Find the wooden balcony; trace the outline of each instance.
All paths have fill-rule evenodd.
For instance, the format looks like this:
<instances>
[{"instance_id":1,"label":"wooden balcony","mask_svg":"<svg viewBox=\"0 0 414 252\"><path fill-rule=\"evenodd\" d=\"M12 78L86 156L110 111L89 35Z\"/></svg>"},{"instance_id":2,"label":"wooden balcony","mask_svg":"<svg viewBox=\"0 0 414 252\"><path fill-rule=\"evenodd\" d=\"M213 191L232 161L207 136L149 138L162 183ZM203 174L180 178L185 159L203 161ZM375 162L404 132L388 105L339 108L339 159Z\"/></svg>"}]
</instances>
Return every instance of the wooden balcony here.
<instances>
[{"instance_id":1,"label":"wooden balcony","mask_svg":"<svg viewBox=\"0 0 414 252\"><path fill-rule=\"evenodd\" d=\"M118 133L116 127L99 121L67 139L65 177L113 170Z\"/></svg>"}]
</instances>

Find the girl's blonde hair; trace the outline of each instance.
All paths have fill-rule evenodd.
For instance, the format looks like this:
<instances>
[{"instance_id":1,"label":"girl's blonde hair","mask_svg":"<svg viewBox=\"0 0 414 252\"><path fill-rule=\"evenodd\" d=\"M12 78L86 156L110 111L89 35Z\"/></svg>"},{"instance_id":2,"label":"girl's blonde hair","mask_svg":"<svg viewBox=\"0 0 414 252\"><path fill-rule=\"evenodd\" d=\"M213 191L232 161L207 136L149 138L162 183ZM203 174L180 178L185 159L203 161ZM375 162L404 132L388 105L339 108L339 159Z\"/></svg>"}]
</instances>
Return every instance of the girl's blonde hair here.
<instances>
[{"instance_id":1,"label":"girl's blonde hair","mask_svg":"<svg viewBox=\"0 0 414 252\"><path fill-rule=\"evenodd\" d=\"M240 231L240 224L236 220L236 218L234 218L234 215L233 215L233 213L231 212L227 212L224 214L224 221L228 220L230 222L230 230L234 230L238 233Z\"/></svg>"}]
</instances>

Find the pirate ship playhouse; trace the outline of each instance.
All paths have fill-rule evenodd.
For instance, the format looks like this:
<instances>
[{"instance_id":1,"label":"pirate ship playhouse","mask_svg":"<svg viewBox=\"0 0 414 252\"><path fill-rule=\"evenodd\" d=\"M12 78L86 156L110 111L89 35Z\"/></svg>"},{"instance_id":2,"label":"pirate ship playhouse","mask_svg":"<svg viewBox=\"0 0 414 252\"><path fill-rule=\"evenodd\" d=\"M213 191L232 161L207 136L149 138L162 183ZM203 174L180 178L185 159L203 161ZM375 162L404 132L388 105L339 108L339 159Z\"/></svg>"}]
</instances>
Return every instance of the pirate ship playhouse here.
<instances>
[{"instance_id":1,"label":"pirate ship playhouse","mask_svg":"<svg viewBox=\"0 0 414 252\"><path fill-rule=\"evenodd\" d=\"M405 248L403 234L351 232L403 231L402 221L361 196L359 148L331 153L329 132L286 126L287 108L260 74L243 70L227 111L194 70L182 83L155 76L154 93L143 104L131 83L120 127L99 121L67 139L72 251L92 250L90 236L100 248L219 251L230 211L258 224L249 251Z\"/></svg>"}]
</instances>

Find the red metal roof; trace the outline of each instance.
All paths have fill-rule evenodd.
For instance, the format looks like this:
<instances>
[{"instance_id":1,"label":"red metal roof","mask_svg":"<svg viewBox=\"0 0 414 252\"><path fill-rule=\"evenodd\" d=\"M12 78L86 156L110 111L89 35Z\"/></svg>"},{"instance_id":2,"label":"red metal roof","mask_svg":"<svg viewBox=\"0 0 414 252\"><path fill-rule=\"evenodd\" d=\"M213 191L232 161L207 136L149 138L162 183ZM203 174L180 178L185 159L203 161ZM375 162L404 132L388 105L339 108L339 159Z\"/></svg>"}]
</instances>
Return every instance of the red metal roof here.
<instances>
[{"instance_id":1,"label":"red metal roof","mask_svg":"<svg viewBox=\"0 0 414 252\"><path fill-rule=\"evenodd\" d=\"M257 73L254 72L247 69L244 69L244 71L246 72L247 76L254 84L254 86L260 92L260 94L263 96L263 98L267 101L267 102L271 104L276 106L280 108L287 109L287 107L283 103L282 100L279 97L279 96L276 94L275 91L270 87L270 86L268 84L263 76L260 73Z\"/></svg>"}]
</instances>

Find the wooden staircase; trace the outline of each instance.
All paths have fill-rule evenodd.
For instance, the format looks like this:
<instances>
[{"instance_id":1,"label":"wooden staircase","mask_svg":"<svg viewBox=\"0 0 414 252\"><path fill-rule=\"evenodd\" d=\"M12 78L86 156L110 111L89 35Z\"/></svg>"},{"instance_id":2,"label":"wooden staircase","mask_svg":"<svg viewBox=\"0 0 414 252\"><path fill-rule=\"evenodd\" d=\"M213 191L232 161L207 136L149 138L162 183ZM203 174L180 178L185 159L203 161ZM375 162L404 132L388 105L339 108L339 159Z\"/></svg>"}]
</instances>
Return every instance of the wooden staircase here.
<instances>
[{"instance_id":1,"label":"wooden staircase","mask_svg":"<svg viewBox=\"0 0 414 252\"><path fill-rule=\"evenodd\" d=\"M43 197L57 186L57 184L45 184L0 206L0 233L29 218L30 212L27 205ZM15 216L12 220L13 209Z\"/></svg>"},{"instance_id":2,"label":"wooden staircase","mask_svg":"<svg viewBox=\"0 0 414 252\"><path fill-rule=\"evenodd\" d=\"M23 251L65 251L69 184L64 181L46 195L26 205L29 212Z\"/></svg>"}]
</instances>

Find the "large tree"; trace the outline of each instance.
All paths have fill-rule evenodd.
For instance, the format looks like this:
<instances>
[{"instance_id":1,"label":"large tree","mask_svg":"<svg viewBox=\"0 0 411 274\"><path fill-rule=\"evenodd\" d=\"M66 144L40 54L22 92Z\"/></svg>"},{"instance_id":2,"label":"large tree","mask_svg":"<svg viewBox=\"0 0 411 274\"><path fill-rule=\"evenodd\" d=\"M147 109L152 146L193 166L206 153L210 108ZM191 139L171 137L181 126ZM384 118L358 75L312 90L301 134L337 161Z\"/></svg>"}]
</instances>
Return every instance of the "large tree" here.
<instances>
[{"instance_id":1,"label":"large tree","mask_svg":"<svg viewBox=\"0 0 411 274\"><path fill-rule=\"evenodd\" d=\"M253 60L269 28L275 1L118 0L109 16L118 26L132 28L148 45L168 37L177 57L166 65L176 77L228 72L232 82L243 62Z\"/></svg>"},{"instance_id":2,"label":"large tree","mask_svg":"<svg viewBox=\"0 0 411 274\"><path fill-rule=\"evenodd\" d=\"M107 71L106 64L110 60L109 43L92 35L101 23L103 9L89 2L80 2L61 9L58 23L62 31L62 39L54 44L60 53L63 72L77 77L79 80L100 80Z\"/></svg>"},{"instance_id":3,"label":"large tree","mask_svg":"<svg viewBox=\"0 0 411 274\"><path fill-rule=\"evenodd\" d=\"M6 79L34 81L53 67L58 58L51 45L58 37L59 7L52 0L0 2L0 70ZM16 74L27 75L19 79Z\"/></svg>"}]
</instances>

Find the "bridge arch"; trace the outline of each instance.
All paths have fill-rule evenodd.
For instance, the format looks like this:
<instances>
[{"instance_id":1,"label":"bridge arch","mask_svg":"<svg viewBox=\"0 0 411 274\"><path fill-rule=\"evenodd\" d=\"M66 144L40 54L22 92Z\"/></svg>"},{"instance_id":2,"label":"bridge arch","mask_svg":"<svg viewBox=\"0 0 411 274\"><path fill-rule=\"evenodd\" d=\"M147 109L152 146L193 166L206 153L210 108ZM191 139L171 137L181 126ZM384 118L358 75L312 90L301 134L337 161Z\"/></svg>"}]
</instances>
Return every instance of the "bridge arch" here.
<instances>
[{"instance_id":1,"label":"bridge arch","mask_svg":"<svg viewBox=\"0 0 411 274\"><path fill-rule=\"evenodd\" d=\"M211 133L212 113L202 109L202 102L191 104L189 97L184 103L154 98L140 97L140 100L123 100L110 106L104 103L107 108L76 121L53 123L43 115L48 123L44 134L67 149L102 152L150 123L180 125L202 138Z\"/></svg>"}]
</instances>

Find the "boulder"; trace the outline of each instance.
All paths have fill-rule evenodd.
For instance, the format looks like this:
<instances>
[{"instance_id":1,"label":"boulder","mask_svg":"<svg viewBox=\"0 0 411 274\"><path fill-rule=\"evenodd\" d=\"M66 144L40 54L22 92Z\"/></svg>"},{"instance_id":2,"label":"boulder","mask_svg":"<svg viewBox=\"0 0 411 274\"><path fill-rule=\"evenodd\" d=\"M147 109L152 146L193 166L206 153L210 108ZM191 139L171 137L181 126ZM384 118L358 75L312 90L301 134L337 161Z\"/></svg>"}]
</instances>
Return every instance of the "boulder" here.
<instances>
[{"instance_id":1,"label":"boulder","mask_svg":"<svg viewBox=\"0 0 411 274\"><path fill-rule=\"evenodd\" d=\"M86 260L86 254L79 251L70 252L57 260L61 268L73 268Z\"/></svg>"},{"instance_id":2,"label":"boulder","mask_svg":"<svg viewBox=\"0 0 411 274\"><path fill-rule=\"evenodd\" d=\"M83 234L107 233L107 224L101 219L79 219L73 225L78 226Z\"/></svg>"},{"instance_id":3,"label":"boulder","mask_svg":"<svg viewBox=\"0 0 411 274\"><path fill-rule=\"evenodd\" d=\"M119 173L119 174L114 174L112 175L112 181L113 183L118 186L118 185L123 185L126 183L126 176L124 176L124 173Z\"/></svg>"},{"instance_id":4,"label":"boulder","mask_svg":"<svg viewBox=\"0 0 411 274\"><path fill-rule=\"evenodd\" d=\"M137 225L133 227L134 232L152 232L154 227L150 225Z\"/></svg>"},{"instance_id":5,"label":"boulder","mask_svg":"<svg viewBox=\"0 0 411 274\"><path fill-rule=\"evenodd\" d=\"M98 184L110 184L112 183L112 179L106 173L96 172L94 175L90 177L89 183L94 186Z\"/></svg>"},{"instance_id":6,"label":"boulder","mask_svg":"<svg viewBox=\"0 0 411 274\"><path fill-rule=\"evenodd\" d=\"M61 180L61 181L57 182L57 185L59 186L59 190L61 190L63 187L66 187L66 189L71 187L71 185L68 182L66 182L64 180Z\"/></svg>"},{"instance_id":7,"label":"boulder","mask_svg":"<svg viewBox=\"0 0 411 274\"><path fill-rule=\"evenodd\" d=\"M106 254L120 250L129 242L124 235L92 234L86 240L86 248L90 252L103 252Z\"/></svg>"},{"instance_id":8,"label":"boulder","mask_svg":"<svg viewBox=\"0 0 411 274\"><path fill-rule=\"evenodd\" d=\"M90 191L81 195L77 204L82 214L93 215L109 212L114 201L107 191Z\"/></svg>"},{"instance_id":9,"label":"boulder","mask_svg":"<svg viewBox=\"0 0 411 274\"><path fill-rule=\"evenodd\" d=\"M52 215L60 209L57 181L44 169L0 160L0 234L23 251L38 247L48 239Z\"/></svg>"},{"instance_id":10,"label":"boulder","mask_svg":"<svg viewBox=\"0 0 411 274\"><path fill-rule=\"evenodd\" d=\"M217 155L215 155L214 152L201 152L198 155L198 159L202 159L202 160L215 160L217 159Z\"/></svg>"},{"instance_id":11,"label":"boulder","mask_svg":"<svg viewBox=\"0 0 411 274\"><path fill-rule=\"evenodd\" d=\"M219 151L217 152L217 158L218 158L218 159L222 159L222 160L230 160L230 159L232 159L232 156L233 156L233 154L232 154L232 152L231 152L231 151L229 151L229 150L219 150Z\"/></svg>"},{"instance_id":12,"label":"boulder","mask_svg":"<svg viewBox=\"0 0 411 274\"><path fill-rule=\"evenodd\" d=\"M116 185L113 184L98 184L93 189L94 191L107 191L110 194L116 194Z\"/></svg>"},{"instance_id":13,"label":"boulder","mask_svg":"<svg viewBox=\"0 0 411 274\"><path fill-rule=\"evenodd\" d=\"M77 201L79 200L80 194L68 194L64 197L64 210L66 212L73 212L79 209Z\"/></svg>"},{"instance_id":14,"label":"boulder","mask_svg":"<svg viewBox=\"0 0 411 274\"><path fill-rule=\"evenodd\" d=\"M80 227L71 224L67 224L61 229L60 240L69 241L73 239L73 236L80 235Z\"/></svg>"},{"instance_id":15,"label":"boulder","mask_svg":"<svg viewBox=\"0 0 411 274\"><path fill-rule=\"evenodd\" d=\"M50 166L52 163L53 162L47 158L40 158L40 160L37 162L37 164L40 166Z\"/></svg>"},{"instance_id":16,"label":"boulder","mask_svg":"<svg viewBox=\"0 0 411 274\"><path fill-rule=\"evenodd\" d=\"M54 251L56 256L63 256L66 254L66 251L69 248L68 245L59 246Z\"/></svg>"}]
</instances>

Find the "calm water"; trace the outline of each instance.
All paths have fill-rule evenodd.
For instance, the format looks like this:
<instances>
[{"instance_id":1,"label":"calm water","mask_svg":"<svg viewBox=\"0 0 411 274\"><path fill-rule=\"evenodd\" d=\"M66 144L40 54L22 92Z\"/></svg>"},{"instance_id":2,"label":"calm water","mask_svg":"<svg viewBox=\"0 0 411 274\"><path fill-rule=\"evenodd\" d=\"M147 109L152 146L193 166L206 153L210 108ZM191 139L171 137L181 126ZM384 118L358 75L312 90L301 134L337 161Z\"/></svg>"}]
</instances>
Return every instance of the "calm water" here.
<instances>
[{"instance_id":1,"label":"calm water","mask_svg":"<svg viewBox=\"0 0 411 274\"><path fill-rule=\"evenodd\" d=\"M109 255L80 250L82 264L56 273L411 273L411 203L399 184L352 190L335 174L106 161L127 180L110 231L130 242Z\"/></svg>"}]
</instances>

______

→ INSTRUCTIONS TO FOLLOW
Identify each line in the items above that contains the word "trace", with case counting, and copy those lines out in full.

→ WORKED ANSWER
Find the wooden balcony; trace the outline of each instance.
Find the girl's blonde hair; trace the outline of each instance.
Find the pirate ship playhouse; trace the outline of each instance.
Find the red metal roof; trace the outline of each instance.
Find the wooden staircase; trace the outline of each instance.
Find the "large tree"; trace the outline of each instance.
Find the "bridge arch"; trace the outline of each instance.
Find the "boulder"; trace the outline of each instance.
Find the "calm water"; trace the outline of each instance.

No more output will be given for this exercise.